*WORK TO BE COMPLETED*
Could you output the lines below as a two-column CSV with the headers "input" and "output", one row for each thing asked about, holding its text and its complete answer, each in a single quoted field with line breaks replaced by spaces?

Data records
-*-*-

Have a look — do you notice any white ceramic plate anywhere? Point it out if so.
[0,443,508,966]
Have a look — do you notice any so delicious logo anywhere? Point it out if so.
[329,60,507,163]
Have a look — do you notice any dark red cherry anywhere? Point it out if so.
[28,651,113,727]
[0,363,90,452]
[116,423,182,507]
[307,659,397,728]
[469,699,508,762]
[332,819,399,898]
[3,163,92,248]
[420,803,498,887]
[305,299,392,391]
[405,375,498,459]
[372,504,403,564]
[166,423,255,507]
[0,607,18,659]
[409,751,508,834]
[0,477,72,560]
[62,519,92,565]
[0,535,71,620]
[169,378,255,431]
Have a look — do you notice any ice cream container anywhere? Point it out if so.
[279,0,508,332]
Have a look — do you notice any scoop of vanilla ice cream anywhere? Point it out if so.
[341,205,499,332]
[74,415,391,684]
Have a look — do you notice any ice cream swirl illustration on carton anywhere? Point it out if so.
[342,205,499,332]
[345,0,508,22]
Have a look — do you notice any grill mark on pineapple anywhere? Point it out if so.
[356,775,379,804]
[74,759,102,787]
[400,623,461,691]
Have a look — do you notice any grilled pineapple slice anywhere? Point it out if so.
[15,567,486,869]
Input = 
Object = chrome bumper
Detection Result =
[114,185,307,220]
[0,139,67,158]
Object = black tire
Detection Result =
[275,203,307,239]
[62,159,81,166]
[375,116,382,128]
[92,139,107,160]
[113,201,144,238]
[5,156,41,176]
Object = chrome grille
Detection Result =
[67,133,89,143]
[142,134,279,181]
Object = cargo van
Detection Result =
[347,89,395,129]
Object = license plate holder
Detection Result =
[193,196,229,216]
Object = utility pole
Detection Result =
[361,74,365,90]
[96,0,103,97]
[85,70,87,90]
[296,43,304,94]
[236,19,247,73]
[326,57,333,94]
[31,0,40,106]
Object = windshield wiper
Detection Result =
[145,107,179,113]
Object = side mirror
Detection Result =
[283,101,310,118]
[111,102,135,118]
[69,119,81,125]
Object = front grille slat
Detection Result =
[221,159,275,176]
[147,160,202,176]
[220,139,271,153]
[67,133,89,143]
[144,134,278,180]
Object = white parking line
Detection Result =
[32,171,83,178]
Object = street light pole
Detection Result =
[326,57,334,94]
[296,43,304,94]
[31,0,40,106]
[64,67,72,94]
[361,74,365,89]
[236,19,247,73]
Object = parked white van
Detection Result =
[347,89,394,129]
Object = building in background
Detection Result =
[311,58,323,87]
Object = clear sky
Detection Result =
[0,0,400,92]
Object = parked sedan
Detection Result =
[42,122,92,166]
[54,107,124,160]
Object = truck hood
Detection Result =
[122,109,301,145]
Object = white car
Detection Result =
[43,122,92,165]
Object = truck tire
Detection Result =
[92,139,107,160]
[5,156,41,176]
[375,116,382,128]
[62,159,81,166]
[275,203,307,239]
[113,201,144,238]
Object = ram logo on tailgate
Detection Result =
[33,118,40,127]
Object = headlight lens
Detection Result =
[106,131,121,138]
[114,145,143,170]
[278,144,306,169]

-*-*-

*RIGHT ANSWER*
input,output
"Have a look — do you notice any white ceramic plate anywhere? Point it out if so.","[0,443,508,966]"
"Have a look — do you notice any so delicious logo anywhere? Point it out if so.","[329,60,507,163]"
"Have a look — do you notice any dark red cherry anywhere? Point it out if so.","[28,651,113,727] [0,363,90,452] [116,423,182,507] [307,659,397,728] [469,699,508,762] [332,819,399,898] [3,163,92,248] [420,803,498,887] [305,299,392,391] [405,375,498,459] [372,504,403,564] [166,423,255,507] [0,607,18,659] [409,751,508,834] [0,477,72,560] [62,519,92,565] [0,535,71,620] [169,378,255,431]"
"Have a look — do you notice any ice cream container anywhere? Point it out if so.","[279,0,508,332]"
"Have a look — do you notice any scoop of vanilla ice cream anywhere? Point it out if so.","[341,205,499,332] [74,415,391,684]"
"Have a look — do you notice any ice cream swirl illustration on carton anywhere? Point it out if so.","[342,205,499,332] [345,0,508,22]"
"Have a look — do you notice any grill mark on pineapple anywhere? Point it out if so.","[356,775,379,804] [74,759,102,787] [400,623,461,691]"
"Have a look — do you notice any grilled pineapple slice anywhere? Point it out if so.","[15,567,486,869]"
"Input = Object = chrome bumper Detection Result =","[114,185,307,220] [0,139,67,158]"
"Object = black tire Detection Result =","[275,203,307,239] [62,159,81,166] [375,116,382,128] [92,139,107,160] [113,201,144,238] [5,156,41,176]"
"Object = chrome grille Detection Result =","[67,133,89,143] [142,134,279,181]"
"Object = cargo van Detection Result =","[347,89,395,129]"
"Object = license plate holder Detection Result =","[193,196,229,216]"
"Object = utility pole Detection Result =","[361,74,365,90] [96,0,103,97] [85,70,87,90] [296,43,304,94] [236,19,247,73] [326,57,333,94] [31,0,40,106]"
"Object = windshield wiper Detection Result =","[145,107,179,113]"
"Object = side mirror Detection Result =","[283,101,310,118] [111,102,135,118] [69,119,81,125]"
"Object = front grille slat Detection Result =","[221,159,275,176] [147,160,202,176] [220,139,271,153] [67,133,89,143] [144,134,278,180]"
"Object = white parking line Detection Result =","[32,171,83,178]"
"Object = street light pole Detection Result =","[326,57,334,94] [296,43,304,94] [31,0,40,106] [64,67,72,94] [361,74,365,89] [236,19,247,73]"
"Object = parked white van Detection Result =","[347,89,394,129]"
"Object = building in background Detection Result =","[311,58,323,87]"
"Object = clear sky Detection Result =","[0,0,400,92]"
"Object = parked sedan Detection Result =","[42,122,92,166] [54,107,124,160]"
"Object = truck hood Detection Result =","[122,109,301,145]"
"Object = white car Detection Result =","[43,122,92,165]"
"Object = truck tire Detection Result =","[92,139,107,160] [5,156,41,176] [375,116,382,128] [62,159,81,166] [275,203,307,239] [113,201,144,238]"
"Object = ram logo on tailgate Detection Result =","[33,118,40,127]"
"Object = headlight lens Detection Result =","[106,131,121,138] [114,145,143,170] [278,144,306,169]"